WHAT NEEDS TO BE DONE: Please identify each line in the records that contains the word "floor" and copy those lines out in full.

_ _ _ _ _

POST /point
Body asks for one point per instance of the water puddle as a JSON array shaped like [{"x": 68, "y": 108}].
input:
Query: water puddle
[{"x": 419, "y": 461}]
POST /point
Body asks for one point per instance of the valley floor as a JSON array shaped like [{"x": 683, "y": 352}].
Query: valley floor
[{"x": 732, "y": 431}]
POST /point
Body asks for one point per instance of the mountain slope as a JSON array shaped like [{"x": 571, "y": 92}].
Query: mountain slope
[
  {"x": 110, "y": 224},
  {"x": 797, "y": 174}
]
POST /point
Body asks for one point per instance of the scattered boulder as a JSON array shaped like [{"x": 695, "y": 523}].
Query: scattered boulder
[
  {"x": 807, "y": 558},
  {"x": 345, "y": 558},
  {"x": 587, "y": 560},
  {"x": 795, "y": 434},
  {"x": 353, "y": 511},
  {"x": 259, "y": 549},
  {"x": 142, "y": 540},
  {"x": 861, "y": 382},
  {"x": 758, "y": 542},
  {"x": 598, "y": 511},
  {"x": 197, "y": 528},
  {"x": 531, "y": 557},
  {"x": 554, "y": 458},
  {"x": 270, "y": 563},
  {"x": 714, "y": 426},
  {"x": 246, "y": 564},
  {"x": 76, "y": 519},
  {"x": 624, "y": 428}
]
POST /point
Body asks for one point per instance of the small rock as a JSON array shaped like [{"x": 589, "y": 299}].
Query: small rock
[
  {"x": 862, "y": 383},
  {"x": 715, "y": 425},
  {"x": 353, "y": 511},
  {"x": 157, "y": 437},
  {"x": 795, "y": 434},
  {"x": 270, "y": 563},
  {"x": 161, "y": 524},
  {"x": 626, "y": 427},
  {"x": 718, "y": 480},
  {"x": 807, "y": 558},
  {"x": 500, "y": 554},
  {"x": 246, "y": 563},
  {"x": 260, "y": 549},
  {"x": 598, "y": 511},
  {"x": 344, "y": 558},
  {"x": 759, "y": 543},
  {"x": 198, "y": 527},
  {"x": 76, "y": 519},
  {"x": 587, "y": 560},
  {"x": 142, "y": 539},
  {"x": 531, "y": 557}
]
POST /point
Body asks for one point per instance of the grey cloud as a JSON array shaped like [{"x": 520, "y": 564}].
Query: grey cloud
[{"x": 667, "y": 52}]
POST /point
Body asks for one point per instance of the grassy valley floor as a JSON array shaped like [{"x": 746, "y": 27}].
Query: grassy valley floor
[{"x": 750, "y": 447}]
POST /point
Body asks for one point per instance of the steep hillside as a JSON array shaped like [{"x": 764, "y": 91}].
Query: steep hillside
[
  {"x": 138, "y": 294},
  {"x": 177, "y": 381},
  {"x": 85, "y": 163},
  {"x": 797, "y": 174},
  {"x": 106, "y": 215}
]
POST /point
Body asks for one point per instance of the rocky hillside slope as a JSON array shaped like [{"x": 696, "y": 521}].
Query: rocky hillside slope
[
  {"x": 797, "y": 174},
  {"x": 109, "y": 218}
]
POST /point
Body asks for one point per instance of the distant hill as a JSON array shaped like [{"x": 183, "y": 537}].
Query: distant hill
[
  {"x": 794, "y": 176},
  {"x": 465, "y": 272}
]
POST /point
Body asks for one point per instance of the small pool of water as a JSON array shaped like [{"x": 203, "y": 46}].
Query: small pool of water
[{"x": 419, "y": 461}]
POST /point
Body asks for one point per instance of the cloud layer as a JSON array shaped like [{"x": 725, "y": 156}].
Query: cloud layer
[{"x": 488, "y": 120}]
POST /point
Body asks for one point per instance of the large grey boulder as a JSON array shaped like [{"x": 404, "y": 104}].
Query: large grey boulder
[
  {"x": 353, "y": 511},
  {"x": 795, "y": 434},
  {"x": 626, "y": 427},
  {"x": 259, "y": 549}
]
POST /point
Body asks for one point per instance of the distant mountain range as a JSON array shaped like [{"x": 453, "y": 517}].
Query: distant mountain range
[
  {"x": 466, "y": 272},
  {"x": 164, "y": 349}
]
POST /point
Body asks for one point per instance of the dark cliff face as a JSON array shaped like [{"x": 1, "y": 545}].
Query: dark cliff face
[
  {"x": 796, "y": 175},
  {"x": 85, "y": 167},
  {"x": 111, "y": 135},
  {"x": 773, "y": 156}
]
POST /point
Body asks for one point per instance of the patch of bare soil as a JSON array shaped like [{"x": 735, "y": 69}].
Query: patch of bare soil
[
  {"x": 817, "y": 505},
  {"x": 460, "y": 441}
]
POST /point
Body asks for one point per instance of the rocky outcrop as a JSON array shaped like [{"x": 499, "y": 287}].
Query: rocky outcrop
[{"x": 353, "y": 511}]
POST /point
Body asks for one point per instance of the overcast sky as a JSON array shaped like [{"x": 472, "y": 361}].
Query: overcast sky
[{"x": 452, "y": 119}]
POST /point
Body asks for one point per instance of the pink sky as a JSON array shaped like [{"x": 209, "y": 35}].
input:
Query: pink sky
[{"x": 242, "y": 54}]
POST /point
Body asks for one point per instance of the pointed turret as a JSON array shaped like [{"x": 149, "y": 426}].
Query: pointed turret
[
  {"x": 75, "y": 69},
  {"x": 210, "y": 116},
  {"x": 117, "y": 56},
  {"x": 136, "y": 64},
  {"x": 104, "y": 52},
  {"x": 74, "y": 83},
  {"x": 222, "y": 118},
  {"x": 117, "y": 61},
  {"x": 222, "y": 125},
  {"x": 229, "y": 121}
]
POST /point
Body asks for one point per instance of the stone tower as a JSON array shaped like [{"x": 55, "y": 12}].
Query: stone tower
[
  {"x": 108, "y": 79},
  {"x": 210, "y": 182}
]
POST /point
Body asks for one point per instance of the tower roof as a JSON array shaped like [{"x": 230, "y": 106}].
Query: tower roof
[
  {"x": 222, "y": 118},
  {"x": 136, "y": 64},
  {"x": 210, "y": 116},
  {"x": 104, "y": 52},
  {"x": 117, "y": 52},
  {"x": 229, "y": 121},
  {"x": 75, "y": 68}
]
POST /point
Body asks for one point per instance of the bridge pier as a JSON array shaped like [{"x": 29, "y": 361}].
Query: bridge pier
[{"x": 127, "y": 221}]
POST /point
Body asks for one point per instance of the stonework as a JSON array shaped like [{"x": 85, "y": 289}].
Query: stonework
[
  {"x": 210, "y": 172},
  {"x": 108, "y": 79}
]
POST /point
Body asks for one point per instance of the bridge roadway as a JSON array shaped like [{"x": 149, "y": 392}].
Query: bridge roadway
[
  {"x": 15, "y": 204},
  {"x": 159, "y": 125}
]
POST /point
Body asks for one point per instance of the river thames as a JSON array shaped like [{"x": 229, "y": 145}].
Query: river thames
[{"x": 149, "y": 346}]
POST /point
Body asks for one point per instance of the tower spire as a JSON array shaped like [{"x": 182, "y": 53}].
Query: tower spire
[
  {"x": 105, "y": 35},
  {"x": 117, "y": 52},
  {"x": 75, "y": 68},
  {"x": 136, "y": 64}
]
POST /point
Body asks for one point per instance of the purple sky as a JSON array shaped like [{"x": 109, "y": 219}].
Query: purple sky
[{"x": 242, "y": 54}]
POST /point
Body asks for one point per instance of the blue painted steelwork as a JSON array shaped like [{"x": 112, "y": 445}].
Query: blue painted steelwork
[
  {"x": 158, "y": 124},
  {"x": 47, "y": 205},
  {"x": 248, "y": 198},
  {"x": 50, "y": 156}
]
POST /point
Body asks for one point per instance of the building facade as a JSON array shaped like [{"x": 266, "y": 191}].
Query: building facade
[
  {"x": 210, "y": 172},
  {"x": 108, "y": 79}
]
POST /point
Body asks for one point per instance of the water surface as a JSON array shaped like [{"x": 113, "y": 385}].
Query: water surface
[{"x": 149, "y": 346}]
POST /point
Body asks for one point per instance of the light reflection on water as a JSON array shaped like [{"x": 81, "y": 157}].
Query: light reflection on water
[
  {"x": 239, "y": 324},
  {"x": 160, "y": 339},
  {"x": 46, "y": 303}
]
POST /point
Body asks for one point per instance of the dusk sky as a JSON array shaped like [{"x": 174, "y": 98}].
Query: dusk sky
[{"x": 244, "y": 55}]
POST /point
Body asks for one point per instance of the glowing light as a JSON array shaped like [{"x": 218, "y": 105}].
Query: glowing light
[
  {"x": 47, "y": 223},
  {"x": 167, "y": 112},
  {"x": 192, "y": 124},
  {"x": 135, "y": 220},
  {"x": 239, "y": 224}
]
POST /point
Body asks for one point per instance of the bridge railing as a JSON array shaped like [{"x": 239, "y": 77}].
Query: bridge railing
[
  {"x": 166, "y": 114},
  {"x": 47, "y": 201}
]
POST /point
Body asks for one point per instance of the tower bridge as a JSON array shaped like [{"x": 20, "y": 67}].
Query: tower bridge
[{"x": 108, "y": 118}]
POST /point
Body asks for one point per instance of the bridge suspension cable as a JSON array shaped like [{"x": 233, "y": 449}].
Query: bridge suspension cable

_ _ _ _ _

THE SOLUTION:
Body asks for one point per instance of the valley floor as a JSON array shaped like [{"x": 683, "y": 352}].
Query: valley floor
Body asks for one point per instance of the grassy valley floor as a JSON array shaped like [{"x": 746, "y": 27}].
Query: grassy valley floor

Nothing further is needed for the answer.